*Prompt A*: In the listing further down, copy everything from the line containing "Where in the photo above can the hill" down to the end of the listing, reproducing every line without alteration.

*Text shown*:
begin

This Article examines Philadelphia’s Walnut Street Jail. This institution, which stood behind Independence Hall,9 became the birthplace of solitary confinement in America. In the 1780s and 1790s, prominent Philadelphia intellectuals, including Benjamin Rush and Pennsylvania Supreme Court Justice William Bradford, championed solitude as a sanction for crime. As the states debated ratification of the Bill of Rights, Philadelphians augmented the Walnut Street Jail with an unprecedented structure: a building designed to punish criminals by isolating them. Along with the physical edifice, Pennsylvania built America’s first legal structure for secluding prisoners — a series of solitary confinement laws.
These laws constrained solitary confinement as surely as they established it. After all, the new system served a merciful end, at least in relative terms: seclusion supplanted the death penalty for a great number of crimes. Spared from the gallows, convicts would be left in solitude to redeem themselves through austere introspection and repentance. The prison reformers believed solitude could be powerful and transformative in moderation, but they also worried it could become cruel and destructive in excess.
Pennsylvania therefore tempered solitary confinement with strict controls on its use, developing a sophisticated system of checks and balances that limited the cruelty of isolation and the discretion of corrections officials. Periods of seclusion for months or years could be imposed only by a court acting pursuant to a criminal sentencing statute. To make the length of isolation proportional to the offense, the law required sentencing judges to calibrate the solitary component to the overall length of the prison sentence. Moreover, only serious crimes (ones previously punished by death) authorized a court to impose a solitary confinement sentence at all. These laws also allowed jail officials to punish disciplinary infractions with solitary confinement, but only for a matter of days.

end

*Data excerpts*:
begin

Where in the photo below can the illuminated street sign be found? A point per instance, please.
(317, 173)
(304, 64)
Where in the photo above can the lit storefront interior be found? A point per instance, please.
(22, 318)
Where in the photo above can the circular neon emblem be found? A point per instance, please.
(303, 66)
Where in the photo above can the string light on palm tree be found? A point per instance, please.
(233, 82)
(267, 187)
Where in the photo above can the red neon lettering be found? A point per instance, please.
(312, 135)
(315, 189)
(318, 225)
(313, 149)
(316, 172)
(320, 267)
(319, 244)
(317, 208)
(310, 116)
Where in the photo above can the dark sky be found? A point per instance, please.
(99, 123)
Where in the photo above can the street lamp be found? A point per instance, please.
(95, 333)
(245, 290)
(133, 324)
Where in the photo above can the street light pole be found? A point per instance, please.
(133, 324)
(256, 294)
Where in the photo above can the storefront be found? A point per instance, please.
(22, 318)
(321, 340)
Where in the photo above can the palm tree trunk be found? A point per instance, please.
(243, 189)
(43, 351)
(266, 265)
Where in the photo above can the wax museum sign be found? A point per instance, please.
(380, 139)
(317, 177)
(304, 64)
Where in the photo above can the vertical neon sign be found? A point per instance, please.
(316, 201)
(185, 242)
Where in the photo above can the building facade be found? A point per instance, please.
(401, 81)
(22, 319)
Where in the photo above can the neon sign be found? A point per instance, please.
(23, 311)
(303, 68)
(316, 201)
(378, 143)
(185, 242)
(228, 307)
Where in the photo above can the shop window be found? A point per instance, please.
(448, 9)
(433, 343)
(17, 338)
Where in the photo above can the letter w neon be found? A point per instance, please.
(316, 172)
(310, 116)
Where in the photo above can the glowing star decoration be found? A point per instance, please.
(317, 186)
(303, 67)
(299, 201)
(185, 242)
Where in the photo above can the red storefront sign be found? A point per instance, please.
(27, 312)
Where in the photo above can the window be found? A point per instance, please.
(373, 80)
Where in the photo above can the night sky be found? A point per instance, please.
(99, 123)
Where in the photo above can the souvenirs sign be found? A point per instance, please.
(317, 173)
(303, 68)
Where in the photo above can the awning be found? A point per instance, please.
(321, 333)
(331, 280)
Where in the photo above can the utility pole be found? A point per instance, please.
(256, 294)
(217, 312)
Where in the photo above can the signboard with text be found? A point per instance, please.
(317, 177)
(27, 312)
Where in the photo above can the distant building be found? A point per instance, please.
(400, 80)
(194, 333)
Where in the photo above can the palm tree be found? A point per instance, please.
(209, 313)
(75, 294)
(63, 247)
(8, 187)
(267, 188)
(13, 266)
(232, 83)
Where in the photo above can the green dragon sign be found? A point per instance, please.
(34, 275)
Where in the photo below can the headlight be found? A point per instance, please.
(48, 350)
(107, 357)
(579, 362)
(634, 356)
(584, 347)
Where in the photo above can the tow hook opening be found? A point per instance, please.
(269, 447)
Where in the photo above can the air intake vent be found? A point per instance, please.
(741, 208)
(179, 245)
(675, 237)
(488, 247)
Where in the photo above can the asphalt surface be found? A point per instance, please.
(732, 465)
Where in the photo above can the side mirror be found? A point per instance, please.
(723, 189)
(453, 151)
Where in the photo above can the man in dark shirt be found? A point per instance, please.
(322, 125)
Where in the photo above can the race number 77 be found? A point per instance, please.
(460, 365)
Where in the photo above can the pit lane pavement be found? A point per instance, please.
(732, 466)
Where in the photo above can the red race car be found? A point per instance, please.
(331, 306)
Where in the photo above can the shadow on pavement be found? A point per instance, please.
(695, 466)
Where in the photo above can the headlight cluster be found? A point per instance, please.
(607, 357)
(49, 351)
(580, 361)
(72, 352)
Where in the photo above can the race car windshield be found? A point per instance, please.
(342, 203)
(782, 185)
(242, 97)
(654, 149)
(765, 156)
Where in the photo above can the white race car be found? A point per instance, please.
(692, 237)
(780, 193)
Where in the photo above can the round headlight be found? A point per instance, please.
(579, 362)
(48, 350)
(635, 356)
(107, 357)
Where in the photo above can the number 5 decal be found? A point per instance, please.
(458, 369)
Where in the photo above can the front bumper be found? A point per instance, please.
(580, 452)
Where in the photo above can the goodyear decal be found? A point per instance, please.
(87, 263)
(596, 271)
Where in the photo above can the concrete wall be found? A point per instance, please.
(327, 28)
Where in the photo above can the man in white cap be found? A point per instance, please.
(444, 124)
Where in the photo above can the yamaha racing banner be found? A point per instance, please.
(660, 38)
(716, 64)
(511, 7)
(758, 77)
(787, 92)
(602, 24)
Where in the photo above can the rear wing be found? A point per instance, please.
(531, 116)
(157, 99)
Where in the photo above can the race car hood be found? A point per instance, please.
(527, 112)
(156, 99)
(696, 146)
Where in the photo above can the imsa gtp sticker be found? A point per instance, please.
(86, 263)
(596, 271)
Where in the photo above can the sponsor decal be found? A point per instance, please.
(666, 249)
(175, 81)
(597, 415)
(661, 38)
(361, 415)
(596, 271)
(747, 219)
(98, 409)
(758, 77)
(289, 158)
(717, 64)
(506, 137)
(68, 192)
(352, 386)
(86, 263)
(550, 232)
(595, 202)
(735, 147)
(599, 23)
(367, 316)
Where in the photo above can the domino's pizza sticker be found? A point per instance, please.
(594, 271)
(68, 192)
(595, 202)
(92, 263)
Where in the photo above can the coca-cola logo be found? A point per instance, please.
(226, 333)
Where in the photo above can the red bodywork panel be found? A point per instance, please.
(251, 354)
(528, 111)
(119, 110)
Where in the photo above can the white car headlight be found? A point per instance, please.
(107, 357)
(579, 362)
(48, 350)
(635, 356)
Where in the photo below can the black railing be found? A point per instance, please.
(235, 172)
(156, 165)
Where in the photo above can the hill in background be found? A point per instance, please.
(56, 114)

end

*Prompt B*: Translate this sentence from the passage on the Walnut Street Jail into Spanish: "These laws constrained solitary confinement as surely as they established it."

*Full response A*:
Where in the photo above can the hill in background be found? A point per instance, please.
(56, 114)

*Full response B*: Estas leyes restringieron el confinamiento solitario con la misma certeza con que lo establecieron.